The challenge, Scott believes, will be to put together a global public relations campaign to ""get the right message across".

This is the mantra sweeping across Asia, from Beijing to Bangkok to Tokyo, as tourism officials and the industry pull out all stops to lure the international traveler and the domestic ones as well.

Countries are pulling together celebrities, advertising gurus, anyone with brain power and charisma to both market Asia as a SARS safe tourism spot and to coax even the locals to take a break.

The government is offering soft-interest loans to the tourism industry to cope, while aggressive belt tightening is underway to cope with the hit to regional economies.

In China, the government has offered six billion yuan worth of soft loans to those in the tourism industry to allow them to come up with schemes to woo tourists. It has also promised to temporarily waive off taxes and administrative fees.

Beijing will also be the site of a regional conference in July to discuss the sharing of tourism resources.

As part of its belt tightening measures, the country's three major domestic carriers Air China, China Eastern Airlines and China Southern Airlines have decided to delay taking delivery of new aircraft.

In the Philippines, Manila International Airport is offering a 50 percent discount on parking fees to foreign airlines and between 10 percent to 15 percent on landing and departure fees for a short period.

Tourism Secretary Richard Gordon, a man known for his boundless energy and the current chairman of PATA, is also eying the World Tourism Organization's Crisis Management Summit in Manila from June 16 to June 20 to sell his country.

One of the highlights of his pitch is a WOW Philippines program, which describes the different experiences tourists can encounter in the country (

Thailand, which was a World Health Organization SARS-free country but suffered a blow to its tourism nevertheless, is promising a huge sum as financial compensation should a visitor contract SARS.

→ **Set problem**: Continue the article on Asia's post-SARS tourism recovery efforts, picking up after its final sentence.

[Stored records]
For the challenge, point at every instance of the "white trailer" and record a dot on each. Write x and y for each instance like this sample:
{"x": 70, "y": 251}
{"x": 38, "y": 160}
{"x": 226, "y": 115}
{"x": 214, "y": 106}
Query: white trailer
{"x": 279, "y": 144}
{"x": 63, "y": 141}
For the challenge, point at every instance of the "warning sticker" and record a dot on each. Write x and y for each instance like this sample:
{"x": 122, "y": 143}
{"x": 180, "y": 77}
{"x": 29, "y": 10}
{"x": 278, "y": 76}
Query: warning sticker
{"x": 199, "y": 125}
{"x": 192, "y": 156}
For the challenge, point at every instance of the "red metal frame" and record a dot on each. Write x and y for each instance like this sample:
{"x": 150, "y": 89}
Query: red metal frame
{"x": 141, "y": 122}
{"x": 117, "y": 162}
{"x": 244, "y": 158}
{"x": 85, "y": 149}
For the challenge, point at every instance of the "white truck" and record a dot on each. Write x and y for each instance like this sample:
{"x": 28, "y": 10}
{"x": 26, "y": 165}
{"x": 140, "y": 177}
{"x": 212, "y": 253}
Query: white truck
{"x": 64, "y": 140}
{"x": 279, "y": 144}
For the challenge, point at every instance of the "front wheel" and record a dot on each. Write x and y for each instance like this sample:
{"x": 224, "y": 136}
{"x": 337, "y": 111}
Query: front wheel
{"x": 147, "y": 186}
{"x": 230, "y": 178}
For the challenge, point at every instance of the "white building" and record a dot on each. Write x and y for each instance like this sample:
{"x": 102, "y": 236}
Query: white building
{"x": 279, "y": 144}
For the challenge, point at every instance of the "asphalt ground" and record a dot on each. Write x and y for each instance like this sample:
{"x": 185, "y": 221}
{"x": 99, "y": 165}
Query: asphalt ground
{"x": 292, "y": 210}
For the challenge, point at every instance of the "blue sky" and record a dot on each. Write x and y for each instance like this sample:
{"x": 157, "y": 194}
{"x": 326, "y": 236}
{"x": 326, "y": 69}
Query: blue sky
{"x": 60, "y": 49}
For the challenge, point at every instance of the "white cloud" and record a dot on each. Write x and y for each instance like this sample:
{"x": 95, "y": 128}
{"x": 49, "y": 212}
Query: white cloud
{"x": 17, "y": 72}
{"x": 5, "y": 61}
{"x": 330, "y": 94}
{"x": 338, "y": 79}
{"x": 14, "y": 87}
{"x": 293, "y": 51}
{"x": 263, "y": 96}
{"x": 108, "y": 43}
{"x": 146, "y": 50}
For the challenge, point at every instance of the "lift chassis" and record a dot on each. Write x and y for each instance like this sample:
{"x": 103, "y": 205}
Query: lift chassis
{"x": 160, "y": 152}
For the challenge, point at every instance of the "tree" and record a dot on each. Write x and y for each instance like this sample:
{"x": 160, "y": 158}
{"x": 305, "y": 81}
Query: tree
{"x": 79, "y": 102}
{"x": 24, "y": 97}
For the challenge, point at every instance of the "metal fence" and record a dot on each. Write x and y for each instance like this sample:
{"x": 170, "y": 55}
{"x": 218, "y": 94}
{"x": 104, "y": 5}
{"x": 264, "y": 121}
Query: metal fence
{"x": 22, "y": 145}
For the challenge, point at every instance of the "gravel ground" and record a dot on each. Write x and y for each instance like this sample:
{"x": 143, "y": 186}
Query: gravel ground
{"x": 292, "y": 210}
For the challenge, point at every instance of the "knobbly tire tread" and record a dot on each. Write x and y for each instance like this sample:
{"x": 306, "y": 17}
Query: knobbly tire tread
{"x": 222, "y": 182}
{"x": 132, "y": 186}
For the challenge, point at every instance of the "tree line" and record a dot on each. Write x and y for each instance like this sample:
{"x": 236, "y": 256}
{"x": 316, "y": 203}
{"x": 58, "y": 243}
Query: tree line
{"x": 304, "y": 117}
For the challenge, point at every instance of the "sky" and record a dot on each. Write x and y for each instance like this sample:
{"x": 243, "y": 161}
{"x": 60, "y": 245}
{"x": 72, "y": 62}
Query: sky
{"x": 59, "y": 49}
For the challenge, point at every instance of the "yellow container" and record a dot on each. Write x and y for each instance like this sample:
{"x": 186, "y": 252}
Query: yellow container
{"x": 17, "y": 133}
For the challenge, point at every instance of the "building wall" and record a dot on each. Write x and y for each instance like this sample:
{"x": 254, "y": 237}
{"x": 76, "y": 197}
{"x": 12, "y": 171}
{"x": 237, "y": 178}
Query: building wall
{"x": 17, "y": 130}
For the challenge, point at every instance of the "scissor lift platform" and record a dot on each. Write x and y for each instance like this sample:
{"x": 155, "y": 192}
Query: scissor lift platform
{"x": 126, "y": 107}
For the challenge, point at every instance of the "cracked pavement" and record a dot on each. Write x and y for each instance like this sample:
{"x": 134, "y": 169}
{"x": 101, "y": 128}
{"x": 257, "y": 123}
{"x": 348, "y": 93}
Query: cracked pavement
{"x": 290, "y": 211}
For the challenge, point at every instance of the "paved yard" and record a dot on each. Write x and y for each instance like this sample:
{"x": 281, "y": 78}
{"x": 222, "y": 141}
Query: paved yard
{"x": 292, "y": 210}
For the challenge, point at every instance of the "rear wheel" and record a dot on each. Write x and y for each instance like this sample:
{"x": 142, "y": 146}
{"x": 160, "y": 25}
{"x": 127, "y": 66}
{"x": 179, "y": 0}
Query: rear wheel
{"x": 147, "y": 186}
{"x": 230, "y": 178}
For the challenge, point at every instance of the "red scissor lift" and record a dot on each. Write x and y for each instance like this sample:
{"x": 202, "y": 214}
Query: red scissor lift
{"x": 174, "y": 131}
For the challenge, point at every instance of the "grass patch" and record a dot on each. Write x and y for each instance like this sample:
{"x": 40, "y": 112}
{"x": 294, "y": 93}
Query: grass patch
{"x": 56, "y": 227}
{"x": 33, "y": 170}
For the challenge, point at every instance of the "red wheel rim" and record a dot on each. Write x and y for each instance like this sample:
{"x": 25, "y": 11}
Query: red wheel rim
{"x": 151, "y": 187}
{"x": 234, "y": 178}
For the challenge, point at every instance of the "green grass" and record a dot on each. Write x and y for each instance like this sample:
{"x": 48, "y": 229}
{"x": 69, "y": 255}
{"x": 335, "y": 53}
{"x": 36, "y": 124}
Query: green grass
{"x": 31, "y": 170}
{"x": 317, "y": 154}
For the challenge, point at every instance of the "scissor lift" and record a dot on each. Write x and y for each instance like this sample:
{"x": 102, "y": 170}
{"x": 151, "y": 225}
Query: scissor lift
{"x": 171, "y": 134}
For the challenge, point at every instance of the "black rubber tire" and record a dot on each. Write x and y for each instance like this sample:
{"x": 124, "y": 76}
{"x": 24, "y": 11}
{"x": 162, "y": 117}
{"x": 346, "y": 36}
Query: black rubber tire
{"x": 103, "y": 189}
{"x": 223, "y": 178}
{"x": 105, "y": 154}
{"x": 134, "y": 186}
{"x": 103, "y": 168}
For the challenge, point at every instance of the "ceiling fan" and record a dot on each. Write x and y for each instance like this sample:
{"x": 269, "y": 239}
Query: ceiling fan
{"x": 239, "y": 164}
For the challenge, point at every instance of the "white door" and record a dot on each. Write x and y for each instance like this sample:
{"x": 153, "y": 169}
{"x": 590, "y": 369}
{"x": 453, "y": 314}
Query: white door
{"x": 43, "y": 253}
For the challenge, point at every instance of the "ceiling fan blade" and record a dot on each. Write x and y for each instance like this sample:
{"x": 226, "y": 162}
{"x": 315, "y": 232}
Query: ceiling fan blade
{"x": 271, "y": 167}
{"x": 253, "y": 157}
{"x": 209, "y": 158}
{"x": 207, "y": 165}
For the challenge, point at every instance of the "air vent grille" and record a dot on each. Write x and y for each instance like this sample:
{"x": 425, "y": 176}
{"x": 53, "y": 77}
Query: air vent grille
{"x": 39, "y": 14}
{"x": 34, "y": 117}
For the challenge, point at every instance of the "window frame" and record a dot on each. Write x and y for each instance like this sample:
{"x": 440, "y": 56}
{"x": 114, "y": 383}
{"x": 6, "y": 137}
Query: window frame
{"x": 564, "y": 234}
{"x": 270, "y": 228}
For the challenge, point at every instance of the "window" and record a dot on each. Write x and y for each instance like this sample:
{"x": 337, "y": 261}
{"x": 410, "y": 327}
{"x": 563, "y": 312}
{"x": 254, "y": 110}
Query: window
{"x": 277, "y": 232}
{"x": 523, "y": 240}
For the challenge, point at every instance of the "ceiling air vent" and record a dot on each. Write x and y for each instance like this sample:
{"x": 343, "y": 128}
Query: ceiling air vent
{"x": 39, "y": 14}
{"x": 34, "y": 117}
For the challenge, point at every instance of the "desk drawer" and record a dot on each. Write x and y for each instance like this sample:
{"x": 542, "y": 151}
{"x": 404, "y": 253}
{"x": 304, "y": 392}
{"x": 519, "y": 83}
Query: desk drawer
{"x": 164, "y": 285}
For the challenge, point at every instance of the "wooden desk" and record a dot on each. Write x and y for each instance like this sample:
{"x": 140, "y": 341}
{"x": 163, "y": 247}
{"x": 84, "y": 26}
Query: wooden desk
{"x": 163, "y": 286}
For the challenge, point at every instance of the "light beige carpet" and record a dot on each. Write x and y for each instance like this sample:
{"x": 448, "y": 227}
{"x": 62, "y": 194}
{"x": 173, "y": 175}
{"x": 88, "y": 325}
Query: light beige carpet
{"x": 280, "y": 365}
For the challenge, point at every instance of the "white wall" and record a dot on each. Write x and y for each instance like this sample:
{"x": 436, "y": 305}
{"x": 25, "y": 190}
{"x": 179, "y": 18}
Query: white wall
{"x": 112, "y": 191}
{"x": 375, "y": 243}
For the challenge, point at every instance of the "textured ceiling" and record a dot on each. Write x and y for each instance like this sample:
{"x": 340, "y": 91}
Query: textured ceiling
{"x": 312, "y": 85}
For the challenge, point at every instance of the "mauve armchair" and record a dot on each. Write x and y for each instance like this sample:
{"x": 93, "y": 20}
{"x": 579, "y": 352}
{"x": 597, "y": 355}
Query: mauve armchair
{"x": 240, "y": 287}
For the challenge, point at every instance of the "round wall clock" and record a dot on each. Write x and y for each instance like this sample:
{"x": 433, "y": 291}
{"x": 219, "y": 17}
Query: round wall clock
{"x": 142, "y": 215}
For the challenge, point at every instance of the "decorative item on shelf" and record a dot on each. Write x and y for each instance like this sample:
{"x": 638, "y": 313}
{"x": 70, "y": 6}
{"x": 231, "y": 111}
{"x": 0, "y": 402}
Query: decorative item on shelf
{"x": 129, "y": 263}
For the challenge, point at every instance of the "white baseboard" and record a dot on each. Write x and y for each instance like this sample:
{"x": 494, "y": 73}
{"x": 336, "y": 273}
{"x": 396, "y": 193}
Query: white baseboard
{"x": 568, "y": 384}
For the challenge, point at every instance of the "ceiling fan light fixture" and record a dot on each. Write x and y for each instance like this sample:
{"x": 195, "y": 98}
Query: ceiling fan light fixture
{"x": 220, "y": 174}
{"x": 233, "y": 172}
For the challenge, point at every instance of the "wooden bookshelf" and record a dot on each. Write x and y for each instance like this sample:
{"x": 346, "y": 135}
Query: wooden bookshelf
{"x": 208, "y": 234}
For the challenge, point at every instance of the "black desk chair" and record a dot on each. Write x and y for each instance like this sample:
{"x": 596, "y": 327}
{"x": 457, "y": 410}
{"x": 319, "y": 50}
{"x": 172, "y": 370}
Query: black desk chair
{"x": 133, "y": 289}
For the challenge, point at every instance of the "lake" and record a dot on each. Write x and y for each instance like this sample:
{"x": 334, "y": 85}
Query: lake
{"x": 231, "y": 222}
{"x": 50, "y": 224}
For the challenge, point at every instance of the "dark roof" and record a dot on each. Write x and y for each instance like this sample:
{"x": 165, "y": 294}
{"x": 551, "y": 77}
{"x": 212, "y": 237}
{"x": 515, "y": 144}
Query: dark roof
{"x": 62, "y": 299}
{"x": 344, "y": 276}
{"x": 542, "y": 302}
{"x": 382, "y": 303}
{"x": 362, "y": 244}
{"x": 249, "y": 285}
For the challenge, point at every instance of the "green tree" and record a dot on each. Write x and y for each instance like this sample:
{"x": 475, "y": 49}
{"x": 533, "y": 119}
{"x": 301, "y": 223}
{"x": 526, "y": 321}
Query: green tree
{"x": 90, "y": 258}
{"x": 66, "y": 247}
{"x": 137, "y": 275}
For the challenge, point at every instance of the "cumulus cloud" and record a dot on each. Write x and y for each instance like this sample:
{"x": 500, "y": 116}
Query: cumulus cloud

→ **Solved exercise**:
Thai Airways International would pay US$100,000 to anyone who catches SARS while flying with the airline.

This is part of a multi-million baht six-month promotional campaign approved by Prime Minister Thaksin Shinawatra in mid- May.

Thai Airways International has also teamed up with the Tourism Authority of Thailand, Thai Hotels Association and Association of Thai Travel Agents to lure tourists with the launch of special price tour packages called "Thailand Smile Plus".

The three-month campaign, seeking to attract about 50,000 new tourists, has hotels offering a free-stay night for every one night paid for, as well as discounts of between 20 percent to 50 percent at golf courses, spas and resorts and a lucky draw.

Bangkok Airways, Tourism Authority of Thailand and Samui Tourism Association are also working on a first-ever island carnival in Asia in July.

Airline CEO Prasert Prasarttong-Osoth is hoping to convince governments in the Indochina region to give a one-time visa for all member country visits.

Malaysia has roped in Taiwanese pop idol Jay Chou, who performed live in the country on May 17, to be the country's latest tourism ambassador.

Tourism Minister Datuk Paduka Abdul Kadir Sheikh Fadzir personally led a delegation to India to encourage Indians to visit Malaysia in mid-May, while promotional campaigns in the Middle East are also being stepped up.

Tourism Malaysia also plans to take part in some 20 international travel fairs over the next one month, including the Arab Travel Trade Fair in Dubai, JATA Fair in Yokohama, World Travel Mart in London and the International Travel Fair of China in Kunming.

Within the country, state governments are organizing local festivals to boost tourism.

The Tourism Board in Sarawak hopes to capitalize on the upcoming Gawai Dayak festival to lure more visitors to the state.

In Singapore, which celebrated its removal from the WHO list of SARS-affected countries with a S$20,000 bash at Boat Quay, the draw currently is the Great Singapore Sale.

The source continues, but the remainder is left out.